Exercise objective =
Reproduce the data below verbatim, from the line with "In this exercise you will indicate the woman's hand" up to and including the line with "[(169, 153), (133, 177)]", and leave the pictures out of your answer.

Records supplied =
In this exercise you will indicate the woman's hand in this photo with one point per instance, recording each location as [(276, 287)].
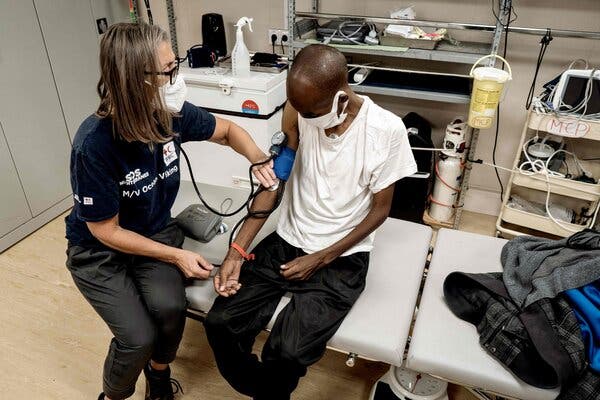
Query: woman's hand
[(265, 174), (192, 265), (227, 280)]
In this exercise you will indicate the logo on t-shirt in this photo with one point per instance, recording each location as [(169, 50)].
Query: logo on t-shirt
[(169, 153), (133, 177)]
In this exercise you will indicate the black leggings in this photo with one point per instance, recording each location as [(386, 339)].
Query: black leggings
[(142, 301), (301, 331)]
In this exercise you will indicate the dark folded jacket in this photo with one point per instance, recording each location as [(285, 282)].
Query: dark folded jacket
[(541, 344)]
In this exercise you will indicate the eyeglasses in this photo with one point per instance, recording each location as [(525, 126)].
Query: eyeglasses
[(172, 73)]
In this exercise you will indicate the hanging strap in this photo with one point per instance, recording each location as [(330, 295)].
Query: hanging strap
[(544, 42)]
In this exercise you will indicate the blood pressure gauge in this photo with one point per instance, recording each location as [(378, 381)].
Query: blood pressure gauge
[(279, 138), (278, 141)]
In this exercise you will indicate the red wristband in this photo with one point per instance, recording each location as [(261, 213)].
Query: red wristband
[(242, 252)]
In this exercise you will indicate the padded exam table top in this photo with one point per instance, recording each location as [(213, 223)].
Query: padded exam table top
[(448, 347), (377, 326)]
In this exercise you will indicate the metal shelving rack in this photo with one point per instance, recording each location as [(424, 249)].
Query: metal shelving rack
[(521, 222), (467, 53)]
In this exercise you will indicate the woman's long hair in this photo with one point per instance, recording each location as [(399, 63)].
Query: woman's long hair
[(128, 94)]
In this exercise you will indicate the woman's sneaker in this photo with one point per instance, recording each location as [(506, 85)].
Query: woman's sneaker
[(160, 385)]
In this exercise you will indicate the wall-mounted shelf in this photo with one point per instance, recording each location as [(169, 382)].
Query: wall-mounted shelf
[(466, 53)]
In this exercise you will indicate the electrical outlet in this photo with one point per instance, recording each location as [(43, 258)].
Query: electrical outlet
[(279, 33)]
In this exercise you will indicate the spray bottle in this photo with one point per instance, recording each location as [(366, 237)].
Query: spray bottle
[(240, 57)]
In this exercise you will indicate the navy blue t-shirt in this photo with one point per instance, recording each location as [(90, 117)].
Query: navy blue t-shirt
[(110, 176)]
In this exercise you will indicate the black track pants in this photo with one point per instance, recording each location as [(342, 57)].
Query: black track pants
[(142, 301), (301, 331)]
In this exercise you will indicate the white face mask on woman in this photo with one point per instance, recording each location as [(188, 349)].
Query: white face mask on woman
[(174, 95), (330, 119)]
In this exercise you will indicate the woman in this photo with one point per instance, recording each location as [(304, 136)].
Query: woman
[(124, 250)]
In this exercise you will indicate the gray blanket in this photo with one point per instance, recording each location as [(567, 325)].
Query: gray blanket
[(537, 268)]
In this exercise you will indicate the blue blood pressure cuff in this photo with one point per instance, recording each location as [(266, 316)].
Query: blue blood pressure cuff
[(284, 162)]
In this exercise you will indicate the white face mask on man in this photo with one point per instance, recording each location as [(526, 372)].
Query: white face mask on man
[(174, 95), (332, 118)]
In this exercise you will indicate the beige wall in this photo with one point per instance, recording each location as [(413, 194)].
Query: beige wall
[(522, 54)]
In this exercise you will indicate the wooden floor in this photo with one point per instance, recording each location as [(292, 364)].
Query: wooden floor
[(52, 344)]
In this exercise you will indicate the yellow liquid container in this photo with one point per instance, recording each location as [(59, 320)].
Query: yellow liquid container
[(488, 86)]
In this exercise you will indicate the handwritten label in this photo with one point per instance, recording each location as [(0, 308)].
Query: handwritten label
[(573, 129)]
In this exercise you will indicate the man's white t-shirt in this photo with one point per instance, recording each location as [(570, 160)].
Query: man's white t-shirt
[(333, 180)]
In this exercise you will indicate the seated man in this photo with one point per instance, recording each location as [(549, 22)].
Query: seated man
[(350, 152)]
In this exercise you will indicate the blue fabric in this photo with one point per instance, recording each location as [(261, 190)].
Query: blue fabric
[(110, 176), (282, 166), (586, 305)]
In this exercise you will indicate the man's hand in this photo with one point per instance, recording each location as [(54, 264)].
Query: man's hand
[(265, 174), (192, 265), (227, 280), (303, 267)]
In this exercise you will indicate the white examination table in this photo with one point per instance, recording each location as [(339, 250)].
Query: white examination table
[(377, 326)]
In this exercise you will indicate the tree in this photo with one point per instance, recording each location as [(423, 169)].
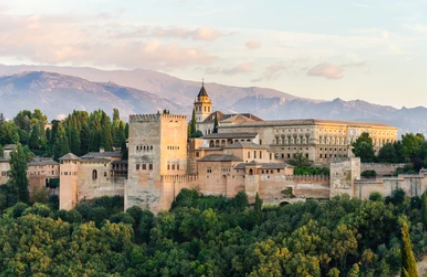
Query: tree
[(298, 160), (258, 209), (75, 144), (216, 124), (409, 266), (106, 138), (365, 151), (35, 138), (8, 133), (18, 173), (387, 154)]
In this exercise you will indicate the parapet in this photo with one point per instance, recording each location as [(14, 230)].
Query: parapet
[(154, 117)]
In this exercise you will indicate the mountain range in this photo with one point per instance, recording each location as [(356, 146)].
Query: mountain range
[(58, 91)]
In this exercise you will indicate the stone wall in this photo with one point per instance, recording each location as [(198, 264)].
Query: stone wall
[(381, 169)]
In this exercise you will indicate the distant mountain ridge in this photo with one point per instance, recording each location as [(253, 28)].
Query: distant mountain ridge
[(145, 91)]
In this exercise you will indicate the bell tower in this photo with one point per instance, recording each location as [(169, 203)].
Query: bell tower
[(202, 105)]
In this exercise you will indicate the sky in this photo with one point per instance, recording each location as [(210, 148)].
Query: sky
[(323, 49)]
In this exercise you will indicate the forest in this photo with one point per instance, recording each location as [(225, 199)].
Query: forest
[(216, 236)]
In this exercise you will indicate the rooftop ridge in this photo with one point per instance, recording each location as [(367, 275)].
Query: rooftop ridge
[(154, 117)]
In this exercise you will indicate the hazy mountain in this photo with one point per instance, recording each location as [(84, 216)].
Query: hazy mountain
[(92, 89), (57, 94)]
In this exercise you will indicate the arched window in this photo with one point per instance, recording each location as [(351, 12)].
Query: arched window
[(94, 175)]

--

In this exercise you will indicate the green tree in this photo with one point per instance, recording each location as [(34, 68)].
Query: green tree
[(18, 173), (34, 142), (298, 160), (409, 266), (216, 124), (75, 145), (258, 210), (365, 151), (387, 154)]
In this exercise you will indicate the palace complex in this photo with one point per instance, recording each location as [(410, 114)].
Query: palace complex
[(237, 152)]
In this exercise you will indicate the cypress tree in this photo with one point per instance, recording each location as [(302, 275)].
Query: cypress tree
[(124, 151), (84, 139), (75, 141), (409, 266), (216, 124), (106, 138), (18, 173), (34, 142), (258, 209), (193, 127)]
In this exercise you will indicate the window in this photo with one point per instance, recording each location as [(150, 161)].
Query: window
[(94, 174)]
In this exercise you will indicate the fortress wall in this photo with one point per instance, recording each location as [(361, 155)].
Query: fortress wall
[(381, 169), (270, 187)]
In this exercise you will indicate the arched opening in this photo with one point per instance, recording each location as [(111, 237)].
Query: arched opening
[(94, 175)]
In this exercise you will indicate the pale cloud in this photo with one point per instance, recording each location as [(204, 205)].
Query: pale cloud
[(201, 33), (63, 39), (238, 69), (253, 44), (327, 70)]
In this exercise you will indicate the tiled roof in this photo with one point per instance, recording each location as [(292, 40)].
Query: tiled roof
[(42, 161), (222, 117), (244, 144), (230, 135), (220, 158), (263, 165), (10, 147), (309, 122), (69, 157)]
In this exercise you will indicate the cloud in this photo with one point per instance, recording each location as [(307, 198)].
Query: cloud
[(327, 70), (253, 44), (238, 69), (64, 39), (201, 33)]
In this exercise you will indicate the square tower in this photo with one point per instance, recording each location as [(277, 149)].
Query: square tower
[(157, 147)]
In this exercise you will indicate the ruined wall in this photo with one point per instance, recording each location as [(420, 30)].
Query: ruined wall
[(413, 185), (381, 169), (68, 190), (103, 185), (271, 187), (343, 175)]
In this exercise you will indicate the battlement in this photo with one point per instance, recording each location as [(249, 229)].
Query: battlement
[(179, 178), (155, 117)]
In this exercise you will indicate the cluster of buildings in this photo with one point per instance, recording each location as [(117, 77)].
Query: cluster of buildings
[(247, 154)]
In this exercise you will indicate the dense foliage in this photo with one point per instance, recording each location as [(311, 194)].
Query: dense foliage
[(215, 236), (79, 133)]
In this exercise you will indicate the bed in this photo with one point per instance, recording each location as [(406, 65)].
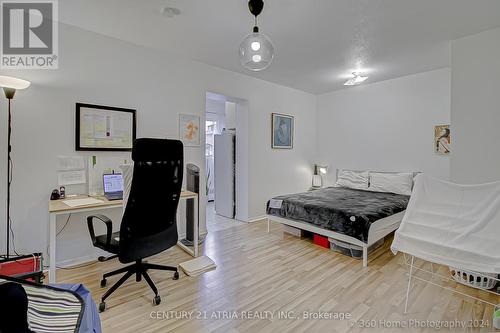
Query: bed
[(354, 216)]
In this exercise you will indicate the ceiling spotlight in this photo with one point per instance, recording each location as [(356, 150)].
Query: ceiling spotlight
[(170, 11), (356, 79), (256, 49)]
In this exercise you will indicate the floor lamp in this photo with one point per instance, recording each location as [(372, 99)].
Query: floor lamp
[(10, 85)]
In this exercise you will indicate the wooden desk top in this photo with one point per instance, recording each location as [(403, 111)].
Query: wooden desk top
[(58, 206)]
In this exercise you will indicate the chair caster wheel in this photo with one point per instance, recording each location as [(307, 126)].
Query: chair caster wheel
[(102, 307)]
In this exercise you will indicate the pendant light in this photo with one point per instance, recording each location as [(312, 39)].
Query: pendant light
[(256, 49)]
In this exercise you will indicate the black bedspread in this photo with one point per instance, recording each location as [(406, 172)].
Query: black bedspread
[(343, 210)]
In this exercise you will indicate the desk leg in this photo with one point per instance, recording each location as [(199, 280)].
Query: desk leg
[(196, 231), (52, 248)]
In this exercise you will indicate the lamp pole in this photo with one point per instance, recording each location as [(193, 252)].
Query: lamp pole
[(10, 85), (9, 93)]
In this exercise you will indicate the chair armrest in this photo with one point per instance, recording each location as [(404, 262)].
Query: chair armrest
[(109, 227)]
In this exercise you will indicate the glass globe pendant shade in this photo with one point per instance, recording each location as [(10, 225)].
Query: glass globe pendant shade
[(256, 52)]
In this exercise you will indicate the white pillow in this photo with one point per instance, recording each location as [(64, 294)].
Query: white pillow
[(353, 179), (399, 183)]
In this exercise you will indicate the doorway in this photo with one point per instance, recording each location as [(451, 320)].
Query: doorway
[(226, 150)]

Solution for this problem =
In this exercise you will indicate the woman's hand in this photo with one point per instance, recording each location as [(276, 287)].
Query: woman's hand
[(265, 174), (192, 265), (227, 280)]
In this exercise you will indicate the logo on t-shirt in this photo with one point per instance, recording each location as [(169, 50)].
Query: logo on t-shirt
[(169, 153), (133, 177)]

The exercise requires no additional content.